Nothing in the entries may differ when you return them.

..........

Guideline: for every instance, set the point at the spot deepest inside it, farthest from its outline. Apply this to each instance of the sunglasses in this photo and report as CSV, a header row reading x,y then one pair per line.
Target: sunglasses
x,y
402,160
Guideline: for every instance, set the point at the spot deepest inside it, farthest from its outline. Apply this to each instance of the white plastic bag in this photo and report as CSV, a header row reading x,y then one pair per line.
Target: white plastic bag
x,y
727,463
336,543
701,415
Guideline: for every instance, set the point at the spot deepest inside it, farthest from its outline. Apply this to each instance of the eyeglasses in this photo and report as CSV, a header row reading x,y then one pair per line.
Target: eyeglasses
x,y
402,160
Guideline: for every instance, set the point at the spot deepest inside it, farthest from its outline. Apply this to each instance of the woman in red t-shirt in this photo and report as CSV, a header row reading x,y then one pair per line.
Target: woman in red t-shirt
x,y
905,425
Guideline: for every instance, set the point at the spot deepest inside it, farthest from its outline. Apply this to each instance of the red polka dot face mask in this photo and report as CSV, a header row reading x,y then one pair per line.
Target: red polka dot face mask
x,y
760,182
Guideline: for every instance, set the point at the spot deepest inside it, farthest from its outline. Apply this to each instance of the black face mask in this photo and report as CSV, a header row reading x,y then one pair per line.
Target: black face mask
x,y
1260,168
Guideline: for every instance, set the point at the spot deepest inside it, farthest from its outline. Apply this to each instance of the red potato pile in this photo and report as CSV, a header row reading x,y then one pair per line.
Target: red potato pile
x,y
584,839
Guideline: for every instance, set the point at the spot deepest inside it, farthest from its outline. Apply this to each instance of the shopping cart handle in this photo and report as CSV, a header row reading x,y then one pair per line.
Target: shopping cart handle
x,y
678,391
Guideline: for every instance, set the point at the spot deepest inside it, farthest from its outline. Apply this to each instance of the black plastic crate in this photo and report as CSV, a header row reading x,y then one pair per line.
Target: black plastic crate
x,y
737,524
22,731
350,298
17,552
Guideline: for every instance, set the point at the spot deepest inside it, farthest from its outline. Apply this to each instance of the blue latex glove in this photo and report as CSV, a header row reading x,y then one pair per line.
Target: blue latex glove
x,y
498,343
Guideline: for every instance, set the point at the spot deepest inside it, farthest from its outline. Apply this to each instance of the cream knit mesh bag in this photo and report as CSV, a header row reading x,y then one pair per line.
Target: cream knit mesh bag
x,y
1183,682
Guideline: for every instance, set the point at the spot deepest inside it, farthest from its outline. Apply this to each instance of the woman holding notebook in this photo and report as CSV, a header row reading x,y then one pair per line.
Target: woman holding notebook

..........

Task result ::
Guideline: for every instance, set the point at the spot deepest inside it, farthest from its outline. Apply this to each instance of the sunglasses in this photo and report as CSV, a header row reading x,y then one pair per line.
Target: sunglasses
x,y
402,160
Guideline: for every instance, set the point at the spot deepest inside it, farthest from its outline. Apply this to each instance of the white plastic bag in this photo and report as CSV, a header row reading x,y then one pair per line.
Target: white plastic bag
x,y
727,463
336,543
701,415
Guideline: for every instance, set the point at the spot deepest inside it, farthest from its outline. Apply this to each instance of the eyeglasses in this photo and report as CSV, a header row reading x,y then one pair per line.
Target: eyeglasses
x,y
402,160
Guideline: for every instance, set the point at the spot deepest inside it, farthest from its outline. Apply this to each instance of the woman in red t-shirt in this photo and report as CSV, a header row reading x,y then one pair per line.
Target: woman in red t-shirt
x,y
905,425
Guideline: for every instance, set the point at the spot deepest inside it, farthest from its outline. Apply this to each instance of the red polka dot face mask in this photo and report as CSV, a header row reading x,y then one pair per line.
Target: red polka dot face mask
x,y
760,182
Guideline: for every instance, set the point at the spot deepest inside it, farthest from its outline. Apply this to each instance of the black face mask in this photo and report as CSV, a header row reading x,y then one pair per line.
Target: black face mask
x,y
1260,168
Guideline: for every instance, set the point at the spot deepest inside it, farthest from its outline. Apply this to each instance of the red potato pile in this photo and report as CSV, a header row reading x,y then one pair per line.
Target: red potato pile
x,y
584,839
Guideline: for every instance, set the point at the spot deepest inside it, farthest from its outline. Apply this to each instance of the shopping cart handle in this photo and report as CSV, a header row reading x,y then one pair per line.
Target: shopping cart handle
x,y
678,391
Guideline: for every instance, set the point at the spot deepest inside it, farthest from its outline. Apply this to each instance of the black plastic crate in this photo and report as CSV, a header row reading x,y then one pair per line.
Target: black plastic crate
x,y
737,524
22,731
350,298
17,552
Guideline: for every instance, set the point at the spot deepest inside it, farthest from its outline. Apply this to each instance of the blue latex glove in this photo and report as CSV, a header row reading x,y then one pair per line.
Target: blue latex glove
x,y
498,343
Guideline: for every instance, set the point at the spot deepest inside it, farthest from its outline. Apply this to each instance of the cream knit mesh bag in this photo and report as CSV, a header row reading x,y then one pair per line.
Target: cream knit mesh bag
x,y
1183,682
Guideline: for every instance, set the point at the spot deepest inside it, farthest from its outline. Apply this to each instance of the woman holding notebook in this photo and report as CSV, a header row reading x,y then one pair per line.
Target: woman holding notebook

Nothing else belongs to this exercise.